Dataset excerpts:
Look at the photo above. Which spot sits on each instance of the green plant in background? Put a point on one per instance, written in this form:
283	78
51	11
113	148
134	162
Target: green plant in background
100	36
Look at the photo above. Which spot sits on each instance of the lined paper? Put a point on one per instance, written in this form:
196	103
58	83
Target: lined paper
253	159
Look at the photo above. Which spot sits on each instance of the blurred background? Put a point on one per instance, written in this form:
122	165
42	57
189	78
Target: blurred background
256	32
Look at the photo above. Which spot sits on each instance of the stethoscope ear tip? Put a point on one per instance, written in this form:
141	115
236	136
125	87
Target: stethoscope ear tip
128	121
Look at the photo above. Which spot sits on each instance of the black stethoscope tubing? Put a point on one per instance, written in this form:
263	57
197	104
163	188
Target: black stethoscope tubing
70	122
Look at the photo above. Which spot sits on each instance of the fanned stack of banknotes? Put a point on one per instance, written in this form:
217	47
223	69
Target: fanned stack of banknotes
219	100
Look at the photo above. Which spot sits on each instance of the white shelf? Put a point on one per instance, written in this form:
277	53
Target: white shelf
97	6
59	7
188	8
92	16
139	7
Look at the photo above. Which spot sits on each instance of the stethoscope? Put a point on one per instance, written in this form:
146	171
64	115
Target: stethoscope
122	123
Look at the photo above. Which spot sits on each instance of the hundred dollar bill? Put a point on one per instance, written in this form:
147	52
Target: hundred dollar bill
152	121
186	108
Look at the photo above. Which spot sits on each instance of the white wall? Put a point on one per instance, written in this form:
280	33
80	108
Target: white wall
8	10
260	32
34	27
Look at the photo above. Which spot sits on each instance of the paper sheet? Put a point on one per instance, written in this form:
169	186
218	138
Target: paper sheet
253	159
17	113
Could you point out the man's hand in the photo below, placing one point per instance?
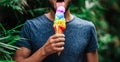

Try it: Output the listing above exactly, excluding all pictures.

Solution for this task:
Look at the photo above. Which spot sits on each instance of the green plant in background? Put a point on one per instance, written in this form:
283	78
51	11
113	148
134	162
Target: green plant in background
100	36
Look at the photo above. Which spot sits on each instance of the lined paper? Put a point on one per instance, written in this form:
196	103
58	83
Target: lined paper
253	159
Look at the photo above. Which spot sits on each instance of the blurred background? Put a point on one per instance, written in this form:
122	165
42	57
189	78
Target: blurred background
256	32
Look at the photo above. Which spot sits on each instance of the stethoscope ear tip? Put a point on one per instance, written in this form:
141	115
236	136
125	87
Target: stethoscope ear tip
128	121
Look at the photo above. Which spot sits on each instance of the black stethoscope tubing? Put a point on one per instance, written in this form:
263	57
197	104
163	188
Target: black stethoscope tubing
70	122
Look at the photo above. Which spot sits on each instance of the fanned stack of banknotes? Put a point on one per instance, written in this form:
217	47
223	69
Target: fanned stack of banknotes
219	100
Look at the photo above. Which spot sits on each instance of the white shelf? Put a point on one per instance, written in this form:
277	53
Target: white shelf
97	6
59	7
188	8
92	16
139	7
Look at the photo above. Which spot sits on each instance of the stethoscope? Put a point on one per instance, written in this form:
146	171
64	115
Target: stethoscope
122	123
Look at the photo above. Which spot sits on each instance of the hundred dollar bill? Put a point on one per instance, written in this form:
147	52
Target: hundred dollar bill
152	121
186	108
Look at the photo above. Which spot sits on each instance of the white wall? Put a point on one per instance, written in this form:
280	33
80	108
Target: white wall
8	10
260	32
34	27
Look at the photo above. Which spot sits on each instance of the paper sheet? Put a point on one per instance, written in this form:
169	186
218	138
Target: paper sheet
253	159
17	113
Could you point out the man's hand in the photo below, placing one point per instance?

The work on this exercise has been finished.